Stated problem:
Everything in the listing except the pictures should be written out exactly.

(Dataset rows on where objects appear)

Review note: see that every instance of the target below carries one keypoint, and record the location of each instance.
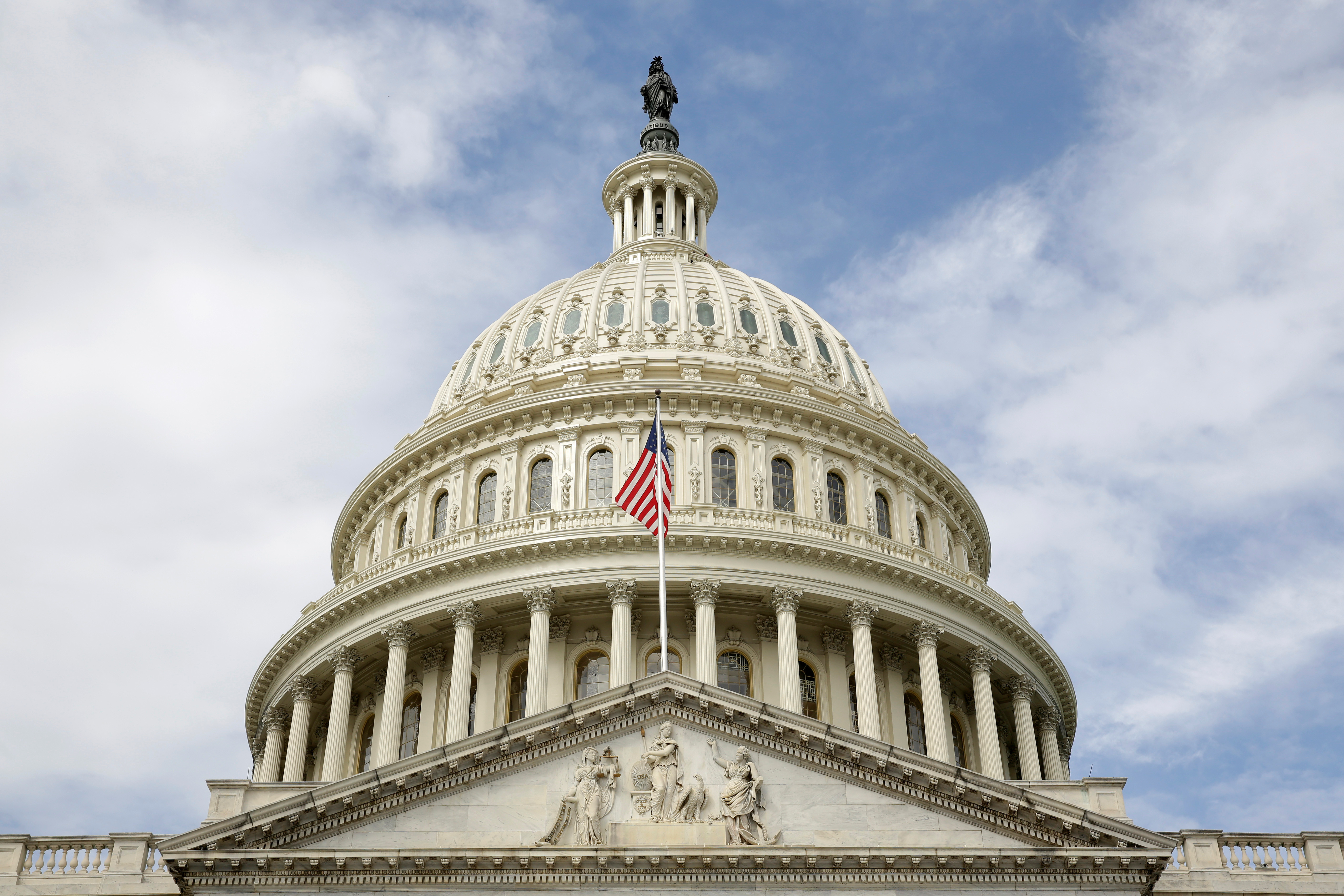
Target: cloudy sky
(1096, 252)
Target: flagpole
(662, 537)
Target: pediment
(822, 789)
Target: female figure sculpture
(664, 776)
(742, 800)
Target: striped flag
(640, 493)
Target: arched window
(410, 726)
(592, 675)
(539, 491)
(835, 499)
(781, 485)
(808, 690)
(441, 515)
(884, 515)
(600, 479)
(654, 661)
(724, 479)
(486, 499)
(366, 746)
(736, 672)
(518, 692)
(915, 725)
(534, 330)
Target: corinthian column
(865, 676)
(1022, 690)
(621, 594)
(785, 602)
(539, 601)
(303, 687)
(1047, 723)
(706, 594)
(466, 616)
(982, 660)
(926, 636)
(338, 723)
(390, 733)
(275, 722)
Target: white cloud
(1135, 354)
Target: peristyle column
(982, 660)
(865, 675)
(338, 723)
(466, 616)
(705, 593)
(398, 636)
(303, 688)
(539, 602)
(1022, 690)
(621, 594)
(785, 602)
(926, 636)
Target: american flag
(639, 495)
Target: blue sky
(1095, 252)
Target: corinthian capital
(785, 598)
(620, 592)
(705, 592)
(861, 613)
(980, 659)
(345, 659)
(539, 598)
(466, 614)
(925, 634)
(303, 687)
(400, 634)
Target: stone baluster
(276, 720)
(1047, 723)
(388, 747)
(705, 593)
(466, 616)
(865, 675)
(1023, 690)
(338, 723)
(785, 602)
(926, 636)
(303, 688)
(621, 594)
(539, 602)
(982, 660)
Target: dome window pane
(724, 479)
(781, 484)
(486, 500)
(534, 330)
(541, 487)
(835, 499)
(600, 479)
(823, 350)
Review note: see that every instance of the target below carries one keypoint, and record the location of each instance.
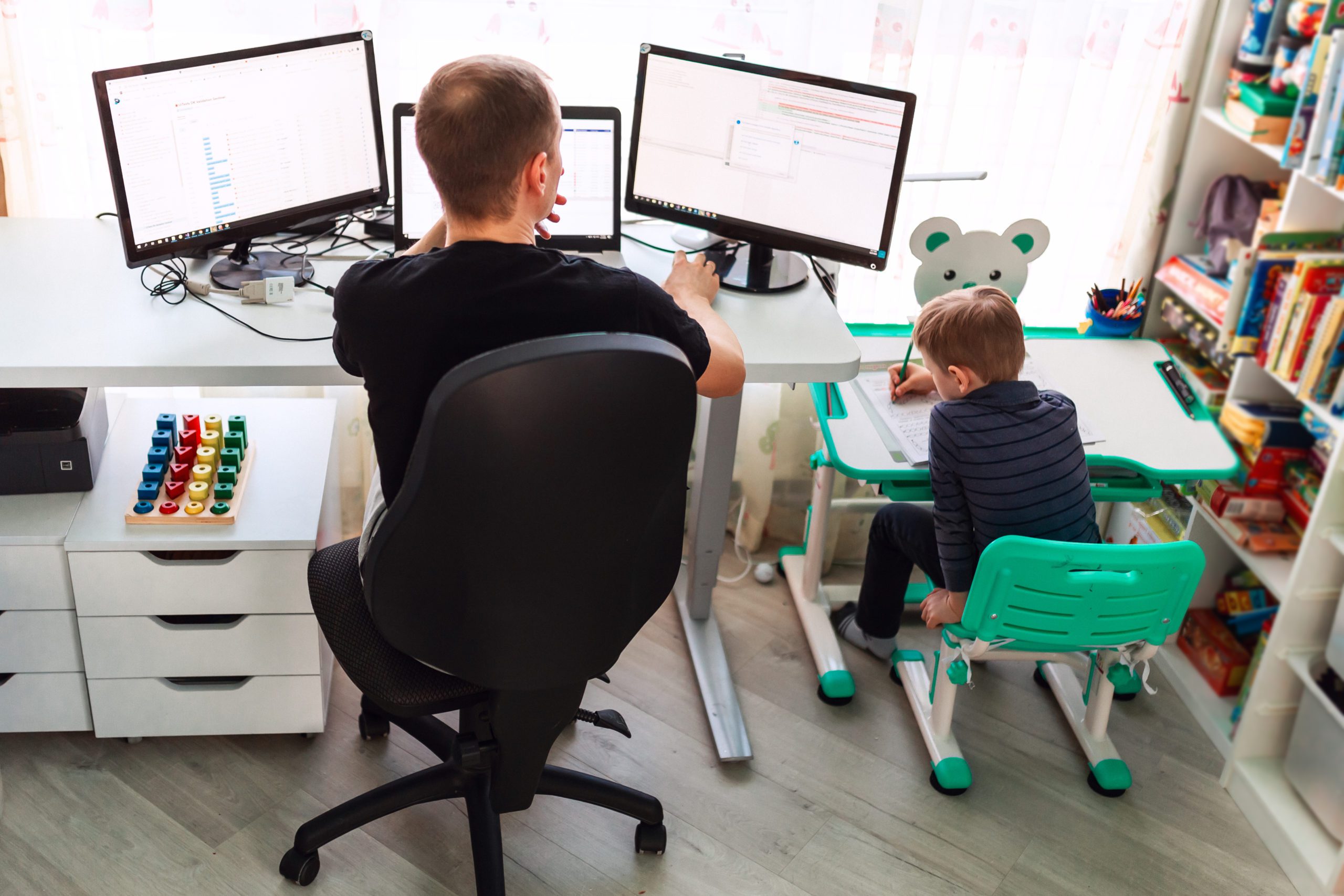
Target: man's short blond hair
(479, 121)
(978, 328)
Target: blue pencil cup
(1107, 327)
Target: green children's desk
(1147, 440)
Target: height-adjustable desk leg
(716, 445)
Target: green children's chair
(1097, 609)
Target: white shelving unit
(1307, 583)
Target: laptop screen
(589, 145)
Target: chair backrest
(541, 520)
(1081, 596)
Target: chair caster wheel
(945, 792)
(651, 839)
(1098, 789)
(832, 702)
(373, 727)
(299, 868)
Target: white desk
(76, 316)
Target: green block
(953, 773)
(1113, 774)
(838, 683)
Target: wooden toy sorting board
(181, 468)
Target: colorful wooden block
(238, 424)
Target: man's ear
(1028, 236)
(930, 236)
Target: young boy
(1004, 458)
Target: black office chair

Final answer:
Review note: see that every instance of the target below carries one keypoint, and record the location of each instance.
Target: cloudy sky
(1096, 252)
Target: flagpole
(662, 537)
Target: pediment
(822, 789)
Target: female figure sculpture
(664, 776)
(742, 800)
Target: striped flag
(640, 493)
Target: arched window
(410, 726)
(592, 675)
(539, 491)
(835, 499)
(781, 485)
(808, 690)
(441, 515)
(884, 515)
(600, 479)
(654, 661)
(724, 479)
(486, 499)
(366, 746)
(736, 672)
(518, 692)
(915, 725)
(534, 330)
Target: corinthian column
(865, 676)
(1022, 690)
(621, 594)
(785, 602)
(539, 601)
(303, 687)
(1047, 723)
(706, 594)
(466, 616)
(982, 660)
(926, 636)
(338, 723)
(390, 733)
(275, 722)
Target: white cloud
(1135, 354)
Target: peristyle column
(982, 660)
(865, 675)
(338, 723)
(466, 616)
(705, 593)
(398, 636)
(303, 688)
(539, 602)
(1022, 690)
(621, 594)
(785, 602)
(926, 636)
Target: american flag
(639, 495)
Target: blue sky
(1095, 252)
Target: corinthian capital
(785, 598)
(620, 592)
(705, 592)
(861, 613)
(980, 659)
(345, 659)
(539, 598)
(466, 614)
(925, 634)
(303, 687)
(400, 634)
Target: stone baluster
(276, 720)
(1047, 723)
(388, 747)
(705, 593)
(466, 616)
(865, 675)
(1023, 690)
(338, 723)
(785, 602)
(926, 636)
(303, 688)
(621, 594)
(539, 602)
(982, 660)
Target: dome window pane
(724, 479)
(781, 484)
(486, 500)
(534, 330)
(541, 487)
(835, 499)
(600, 479)
(823, 350)
Review note: see that every instance of the target below carries one keypoint, and record the location of each instance.
Target: man's short blond hair
(479, 121)
(978, 328)
Target: blue pencil cup
(1107, 327)
Target: green children's desk
(1147, 440)
Target: height-adjustable desk leg
(716, 445)
Target: green children's chair
(1097, 609)
Target: white shelving unit
(1307, 583)
Target: laptop screen
(589, 145)
Target: chair backrest
(541, 520)
(1081, 596)
Target: chair caster wheel
(945, 792)
(651, 839)
(1098, 789)
(832, 702)
(373, 727)
(299, 868)
Target: white desk
(76, 316)
Target: green block
(953, 773)
(1113, 774)
(838, 683)
Target: wooden toy sorting board
(181, 468)
Target: colorful wooden block
(238, 424)
Target: man's ear
(1028, 236)
(930, 236)
Target: young boy
(1004, 458)
Target: black office chair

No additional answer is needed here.